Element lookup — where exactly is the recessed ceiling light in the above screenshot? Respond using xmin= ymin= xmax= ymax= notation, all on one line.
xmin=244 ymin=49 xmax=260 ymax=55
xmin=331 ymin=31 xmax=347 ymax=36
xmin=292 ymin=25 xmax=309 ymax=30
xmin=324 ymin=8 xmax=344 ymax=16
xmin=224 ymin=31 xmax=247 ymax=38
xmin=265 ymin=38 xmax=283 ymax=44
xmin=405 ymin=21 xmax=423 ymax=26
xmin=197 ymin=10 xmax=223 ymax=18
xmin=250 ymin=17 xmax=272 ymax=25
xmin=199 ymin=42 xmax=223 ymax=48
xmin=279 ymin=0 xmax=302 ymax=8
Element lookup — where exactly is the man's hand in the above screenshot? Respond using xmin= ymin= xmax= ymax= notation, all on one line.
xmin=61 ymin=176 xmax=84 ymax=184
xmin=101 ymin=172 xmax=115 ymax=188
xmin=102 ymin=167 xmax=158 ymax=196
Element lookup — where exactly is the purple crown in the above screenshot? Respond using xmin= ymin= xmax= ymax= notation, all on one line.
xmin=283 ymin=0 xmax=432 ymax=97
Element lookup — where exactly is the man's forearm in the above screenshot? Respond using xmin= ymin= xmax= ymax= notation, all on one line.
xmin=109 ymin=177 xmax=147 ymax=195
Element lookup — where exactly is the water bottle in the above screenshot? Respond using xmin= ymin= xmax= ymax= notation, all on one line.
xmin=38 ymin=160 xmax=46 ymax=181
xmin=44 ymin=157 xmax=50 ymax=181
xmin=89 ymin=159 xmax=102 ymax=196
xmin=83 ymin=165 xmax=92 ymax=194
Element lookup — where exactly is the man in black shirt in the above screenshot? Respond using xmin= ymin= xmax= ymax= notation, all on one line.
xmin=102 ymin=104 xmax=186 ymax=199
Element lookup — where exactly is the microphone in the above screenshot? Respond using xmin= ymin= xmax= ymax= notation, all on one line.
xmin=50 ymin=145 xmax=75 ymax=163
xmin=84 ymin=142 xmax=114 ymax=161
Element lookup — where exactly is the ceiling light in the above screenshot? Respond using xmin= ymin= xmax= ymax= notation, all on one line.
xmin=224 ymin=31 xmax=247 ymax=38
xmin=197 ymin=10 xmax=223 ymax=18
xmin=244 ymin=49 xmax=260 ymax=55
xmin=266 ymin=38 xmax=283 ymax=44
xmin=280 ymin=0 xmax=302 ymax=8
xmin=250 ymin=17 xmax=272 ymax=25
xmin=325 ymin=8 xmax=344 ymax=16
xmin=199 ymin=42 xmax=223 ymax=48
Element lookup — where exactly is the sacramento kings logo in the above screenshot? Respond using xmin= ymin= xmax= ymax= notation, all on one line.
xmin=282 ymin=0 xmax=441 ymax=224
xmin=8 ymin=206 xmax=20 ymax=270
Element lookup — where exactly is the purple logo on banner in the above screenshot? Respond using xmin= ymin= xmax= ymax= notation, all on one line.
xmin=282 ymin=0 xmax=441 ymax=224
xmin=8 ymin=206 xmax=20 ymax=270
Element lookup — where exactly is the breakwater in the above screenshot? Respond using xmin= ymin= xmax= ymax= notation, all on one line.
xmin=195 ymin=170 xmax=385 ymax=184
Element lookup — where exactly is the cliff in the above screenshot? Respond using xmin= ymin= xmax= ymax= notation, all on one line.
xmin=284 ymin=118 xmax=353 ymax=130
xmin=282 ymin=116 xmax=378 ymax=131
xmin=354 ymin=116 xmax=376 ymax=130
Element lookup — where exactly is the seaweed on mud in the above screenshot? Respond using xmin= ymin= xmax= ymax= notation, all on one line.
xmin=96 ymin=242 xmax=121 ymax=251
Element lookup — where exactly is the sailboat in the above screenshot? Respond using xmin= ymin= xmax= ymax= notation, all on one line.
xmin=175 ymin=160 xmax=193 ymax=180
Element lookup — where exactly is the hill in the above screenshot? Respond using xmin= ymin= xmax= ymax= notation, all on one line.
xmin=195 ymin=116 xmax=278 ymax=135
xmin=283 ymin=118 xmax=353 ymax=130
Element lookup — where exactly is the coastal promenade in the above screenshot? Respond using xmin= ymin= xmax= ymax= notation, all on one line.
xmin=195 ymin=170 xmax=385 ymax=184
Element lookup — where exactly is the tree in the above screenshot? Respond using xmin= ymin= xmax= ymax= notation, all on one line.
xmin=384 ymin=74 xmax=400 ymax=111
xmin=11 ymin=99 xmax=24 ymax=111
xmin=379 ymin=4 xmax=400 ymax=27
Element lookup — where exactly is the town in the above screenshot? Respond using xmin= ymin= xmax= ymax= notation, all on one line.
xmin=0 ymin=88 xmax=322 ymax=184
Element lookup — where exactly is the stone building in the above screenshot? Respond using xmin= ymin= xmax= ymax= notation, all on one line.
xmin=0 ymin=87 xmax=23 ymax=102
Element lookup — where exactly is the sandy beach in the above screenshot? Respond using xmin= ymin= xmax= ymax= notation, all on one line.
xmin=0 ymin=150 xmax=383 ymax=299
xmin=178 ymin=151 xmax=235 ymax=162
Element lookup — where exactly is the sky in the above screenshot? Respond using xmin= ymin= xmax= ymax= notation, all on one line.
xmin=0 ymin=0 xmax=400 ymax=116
---+---
### WHAT THE EXERCISE ASKS
Output the items above as a JSON list of strings, one string per line with blank lines omitted, beginning at the line that contains "Element lookup — where exactly is the coastal" and stopping after the line that contains "xmin=0 ymin=88 xmax=322 ymax=184".

### FULL ANSWER
[
  "Element lookup — where exactly is the coastal promenade in the above screenshot? Respond using xmin= ymin= xmax= ymax= notation, all on one line.",
  "xmin=195 ymin=170 xmax=385 ymax=184",
  "Element lookup — where exactly is the tree in the above screenshot? Respond using xmin= ymin= xmax= ymax= notation, all on one line.",
  "xmin=384 ymin=74 xmax=400 ymax=111",
  "xmin=11 ymin=99 xmax=24 ymax=111",
  "xmin=379 ymin=4 xmax=400 ymax=27",
  "Element lookup — where exactly is the town in the above screenshot? Respond using xmin= ymin= xmax= ymax= notation, all on one line.",
  "xmin=0 ymin=88 xmax=322 ymax=184"
]